----- DATA SUPPLIED -----

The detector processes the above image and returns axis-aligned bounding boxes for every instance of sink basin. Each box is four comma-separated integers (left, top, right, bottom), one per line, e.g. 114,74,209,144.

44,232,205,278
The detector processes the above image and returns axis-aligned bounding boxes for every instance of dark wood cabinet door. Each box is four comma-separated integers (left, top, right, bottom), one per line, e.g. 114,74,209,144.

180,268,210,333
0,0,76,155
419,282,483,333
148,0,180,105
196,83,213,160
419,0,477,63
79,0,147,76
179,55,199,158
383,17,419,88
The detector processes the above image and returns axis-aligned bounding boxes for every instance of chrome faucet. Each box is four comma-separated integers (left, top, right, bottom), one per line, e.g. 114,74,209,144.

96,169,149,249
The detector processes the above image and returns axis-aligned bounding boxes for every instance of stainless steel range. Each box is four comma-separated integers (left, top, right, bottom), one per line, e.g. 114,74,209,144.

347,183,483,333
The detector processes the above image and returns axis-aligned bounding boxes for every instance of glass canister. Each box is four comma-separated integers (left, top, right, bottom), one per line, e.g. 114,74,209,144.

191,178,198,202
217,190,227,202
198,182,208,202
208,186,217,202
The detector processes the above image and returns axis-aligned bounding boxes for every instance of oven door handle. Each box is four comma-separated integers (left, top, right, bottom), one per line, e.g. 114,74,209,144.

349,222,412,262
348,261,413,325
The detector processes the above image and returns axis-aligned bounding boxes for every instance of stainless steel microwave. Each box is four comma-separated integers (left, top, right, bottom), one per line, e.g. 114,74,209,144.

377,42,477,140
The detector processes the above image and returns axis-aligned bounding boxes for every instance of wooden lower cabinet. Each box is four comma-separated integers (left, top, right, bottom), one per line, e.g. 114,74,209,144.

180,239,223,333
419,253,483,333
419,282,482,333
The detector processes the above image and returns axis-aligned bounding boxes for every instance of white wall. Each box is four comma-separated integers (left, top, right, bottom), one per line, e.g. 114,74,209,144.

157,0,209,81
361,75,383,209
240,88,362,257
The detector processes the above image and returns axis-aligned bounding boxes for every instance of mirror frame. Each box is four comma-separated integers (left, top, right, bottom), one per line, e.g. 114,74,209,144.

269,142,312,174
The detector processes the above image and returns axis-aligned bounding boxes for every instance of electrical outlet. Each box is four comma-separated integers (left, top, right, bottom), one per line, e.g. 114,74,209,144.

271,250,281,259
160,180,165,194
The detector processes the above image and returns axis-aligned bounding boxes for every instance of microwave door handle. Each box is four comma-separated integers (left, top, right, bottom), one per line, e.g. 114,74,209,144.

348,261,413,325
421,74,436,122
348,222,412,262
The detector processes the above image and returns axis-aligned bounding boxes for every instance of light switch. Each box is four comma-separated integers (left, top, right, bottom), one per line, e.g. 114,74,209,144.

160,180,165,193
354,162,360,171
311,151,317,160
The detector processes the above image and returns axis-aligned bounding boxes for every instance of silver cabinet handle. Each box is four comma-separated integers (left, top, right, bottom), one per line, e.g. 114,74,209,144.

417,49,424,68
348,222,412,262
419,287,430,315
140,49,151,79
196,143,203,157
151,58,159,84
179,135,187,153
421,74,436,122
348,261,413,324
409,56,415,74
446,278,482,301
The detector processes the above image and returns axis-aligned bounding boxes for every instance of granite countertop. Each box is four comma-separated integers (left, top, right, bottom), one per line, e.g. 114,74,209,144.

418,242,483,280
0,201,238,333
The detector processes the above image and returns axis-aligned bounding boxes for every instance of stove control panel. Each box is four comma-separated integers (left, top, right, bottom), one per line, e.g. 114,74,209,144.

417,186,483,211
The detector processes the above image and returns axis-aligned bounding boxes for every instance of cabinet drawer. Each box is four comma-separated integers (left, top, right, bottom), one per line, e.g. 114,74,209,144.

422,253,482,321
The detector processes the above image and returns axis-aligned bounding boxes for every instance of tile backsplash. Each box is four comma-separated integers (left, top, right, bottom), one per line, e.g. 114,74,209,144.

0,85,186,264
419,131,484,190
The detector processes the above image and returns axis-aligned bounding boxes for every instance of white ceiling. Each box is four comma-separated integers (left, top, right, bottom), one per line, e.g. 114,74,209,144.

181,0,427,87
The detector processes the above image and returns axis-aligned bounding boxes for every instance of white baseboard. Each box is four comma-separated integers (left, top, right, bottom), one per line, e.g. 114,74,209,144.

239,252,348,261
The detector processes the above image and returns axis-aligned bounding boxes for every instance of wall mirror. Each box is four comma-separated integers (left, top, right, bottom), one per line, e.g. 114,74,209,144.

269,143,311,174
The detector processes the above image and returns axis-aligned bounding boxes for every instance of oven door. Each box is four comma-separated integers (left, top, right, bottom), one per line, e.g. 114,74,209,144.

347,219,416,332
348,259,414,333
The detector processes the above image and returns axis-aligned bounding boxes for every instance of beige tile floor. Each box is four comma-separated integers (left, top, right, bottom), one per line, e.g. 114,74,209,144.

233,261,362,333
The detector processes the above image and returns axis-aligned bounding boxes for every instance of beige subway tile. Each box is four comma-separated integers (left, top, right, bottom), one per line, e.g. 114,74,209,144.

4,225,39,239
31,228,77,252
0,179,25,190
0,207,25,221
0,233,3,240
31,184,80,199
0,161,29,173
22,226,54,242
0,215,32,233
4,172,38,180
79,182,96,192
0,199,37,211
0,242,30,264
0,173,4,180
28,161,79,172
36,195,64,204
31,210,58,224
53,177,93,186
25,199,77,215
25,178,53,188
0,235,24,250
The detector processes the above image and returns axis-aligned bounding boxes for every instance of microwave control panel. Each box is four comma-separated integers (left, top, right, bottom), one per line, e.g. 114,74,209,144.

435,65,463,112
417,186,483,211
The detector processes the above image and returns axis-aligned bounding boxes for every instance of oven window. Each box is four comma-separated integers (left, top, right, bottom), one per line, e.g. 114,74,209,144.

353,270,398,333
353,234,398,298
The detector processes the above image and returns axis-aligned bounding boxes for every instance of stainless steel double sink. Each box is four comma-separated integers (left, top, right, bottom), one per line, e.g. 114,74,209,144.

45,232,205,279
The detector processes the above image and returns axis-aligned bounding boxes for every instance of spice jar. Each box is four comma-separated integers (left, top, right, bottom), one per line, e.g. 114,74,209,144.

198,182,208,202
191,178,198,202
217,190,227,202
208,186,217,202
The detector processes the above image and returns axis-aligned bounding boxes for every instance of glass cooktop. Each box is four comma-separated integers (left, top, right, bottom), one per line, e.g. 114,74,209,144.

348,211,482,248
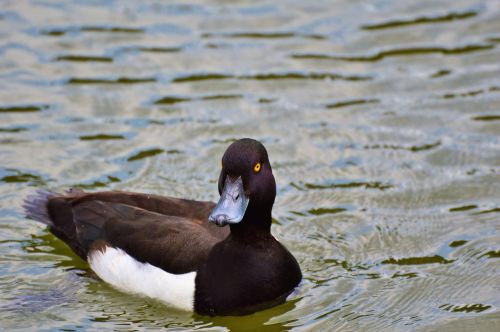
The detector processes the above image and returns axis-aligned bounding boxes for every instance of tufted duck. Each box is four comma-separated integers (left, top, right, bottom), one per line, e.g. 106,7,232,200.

23,138,302,316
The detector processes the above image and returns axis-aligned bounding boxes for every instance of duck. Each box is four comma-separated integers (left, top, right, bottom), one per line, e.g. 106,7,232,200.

23,138,302,316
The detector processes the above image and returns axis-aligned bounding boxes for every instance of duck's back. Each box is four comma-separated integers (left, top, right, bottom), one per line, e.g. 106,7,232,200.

24,189,229,274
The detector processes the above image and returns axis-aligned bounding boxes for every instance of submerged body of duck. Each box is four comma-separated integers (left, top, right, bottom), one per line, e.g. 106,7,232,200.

24,138,302,316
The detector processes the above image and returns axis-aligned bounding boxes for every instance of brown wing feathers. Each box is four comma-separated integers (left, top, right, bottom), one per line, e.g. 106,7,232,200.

24,190,228,273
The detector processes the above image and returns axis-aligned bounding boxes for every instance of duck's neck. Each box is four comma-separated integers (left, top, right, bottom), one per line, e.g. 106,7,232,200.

229,206,272,240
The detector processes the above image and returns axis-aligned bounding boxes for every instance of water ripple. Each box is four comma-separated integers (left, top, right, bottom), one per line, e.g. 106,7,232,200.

0,104,49,113
40,26,145,36
361,11,478,30
67,77,156,85
55,55,113,62
172,72,372,83
202,31,327,40
291,44,495,62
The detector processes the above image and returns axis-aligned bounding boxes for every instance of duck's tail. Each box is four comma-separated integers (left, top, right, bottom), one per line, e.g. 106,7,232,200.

23,189,57,226
23,188,89,259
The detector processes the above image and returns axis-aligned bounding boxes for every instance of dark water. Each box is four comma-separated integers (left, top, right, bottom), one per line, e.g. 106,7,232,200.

1,0,499,331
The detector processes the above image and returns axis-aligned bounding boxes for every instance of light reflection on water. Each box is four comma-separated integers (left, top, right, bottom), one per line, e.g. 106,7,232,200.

0,0,499,331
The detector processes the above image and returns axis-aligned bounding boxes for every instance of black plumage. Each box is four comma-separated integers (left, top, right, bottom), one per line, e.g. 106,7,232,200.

24,138,302,316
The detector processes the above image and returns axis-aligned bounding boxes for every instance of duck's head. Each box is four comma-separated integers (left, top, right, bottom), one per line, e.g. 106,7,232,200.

209,138,276,230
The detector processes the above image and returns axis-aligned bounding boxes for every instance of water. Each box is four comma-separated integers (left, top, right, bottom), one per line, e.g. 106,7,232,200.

0,0,499,330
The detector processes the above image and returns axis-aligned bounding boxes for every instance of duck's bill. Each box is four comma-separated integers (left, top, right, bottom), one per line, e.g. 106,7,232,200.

209,176,249,227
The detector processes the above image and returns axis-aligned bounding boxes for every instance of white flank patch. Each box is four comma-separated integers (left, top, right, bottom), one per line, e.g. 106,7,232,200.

88,246,195,311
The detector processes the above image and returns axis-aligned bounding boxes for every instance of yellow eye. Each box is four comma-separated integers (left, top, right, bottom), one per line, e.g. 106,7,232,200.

253,162,261,173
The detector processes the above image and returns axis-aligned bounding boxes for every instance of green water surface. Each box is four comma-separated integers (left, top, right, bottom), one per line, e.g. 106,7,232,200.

0,0,499,331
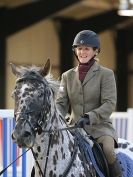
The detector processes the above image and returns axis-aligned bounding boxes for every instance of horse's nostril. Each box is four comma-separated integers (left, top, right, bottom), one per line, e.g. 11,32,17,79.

23,131,31,137
12,133,16,140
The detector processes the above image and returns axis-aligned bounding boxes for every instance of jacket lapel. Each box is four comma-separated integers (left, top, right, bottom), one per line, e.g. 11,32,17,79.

82,62,100,86
72,67,82,86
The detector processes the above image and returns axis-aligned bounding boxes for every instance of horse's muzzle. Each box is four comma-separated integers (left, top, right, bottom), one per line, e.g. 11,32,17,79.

12,129,35,148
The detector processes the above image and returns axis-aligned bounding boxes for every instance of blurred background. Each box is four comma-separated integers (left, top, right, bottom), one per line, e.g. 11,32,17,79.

1,1,133,176
0,0,133,111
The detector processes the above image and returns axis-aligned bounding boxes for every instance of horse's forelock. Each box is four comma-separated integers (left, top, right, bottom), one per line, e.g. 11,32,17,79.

19,66,42,76
17,65,59,97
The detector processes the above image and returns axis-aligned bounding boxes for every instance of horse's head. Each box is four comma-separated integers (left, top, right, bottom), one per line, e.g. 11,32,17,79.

11,59,58,148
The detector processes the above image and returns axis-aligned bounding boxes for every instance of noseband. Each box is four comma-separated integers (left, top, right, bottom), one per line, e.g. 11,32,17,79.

13,76,81,177
15,109,44,135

-----

_PROBLEM STATEMENT_
Give back, exactly and with nothing added, the lines from the line containing "instance of jacket" through the final line of the records above, both of them included.

_RESULT OF THE TASK_
The detector processes the above image and returns axis-aligned bounding boxes for every instance of jacket lapel. Each box is four comma-separated integers (left, top, right, bottom), one per line, e.g. 11,32,17,79.

82,62,100,86
72,67,82,86
The detector processes the above image and returns axis-aligned bounding boxes for every instance of horse's muzzle. Each box is four comma-separated integers (left, top, right, bottom), one per line, e.g. 11,32,17,79.

12,129,35,148
The detector processes the above image and returns axis-aligned bounding boxes for every instance of blurred background. Each box is four comma-separated integers (left, top, right, bottom), one per line, e.g. 11,32,17,79.

1,1,133,176
0,0,133,111
The detector processes the above image and returns axis-aligned bounding boxes for every instance of horse's forelock. Each box is four comma-separated integers (left, top, right, bottom), one per line, e.g. 11,32,17,79.

19,66,42,76
17,65,59,97
The detector processes the above image and returns axis-aligned bounding boxes for every instance of horse's head. Each box is four comma-separated integers (left, top, right, bottom), one per line, e.g. 11,32,17,79.

11,59,58,148
The detector processes the above image and returns axis-aligned bounding boxes for every instance of noseband. Each box is four comma-separated integers (left, top, right, bottom), one per line, e.g. 11,32,17,79.

13,76,81,177
15,109,44,135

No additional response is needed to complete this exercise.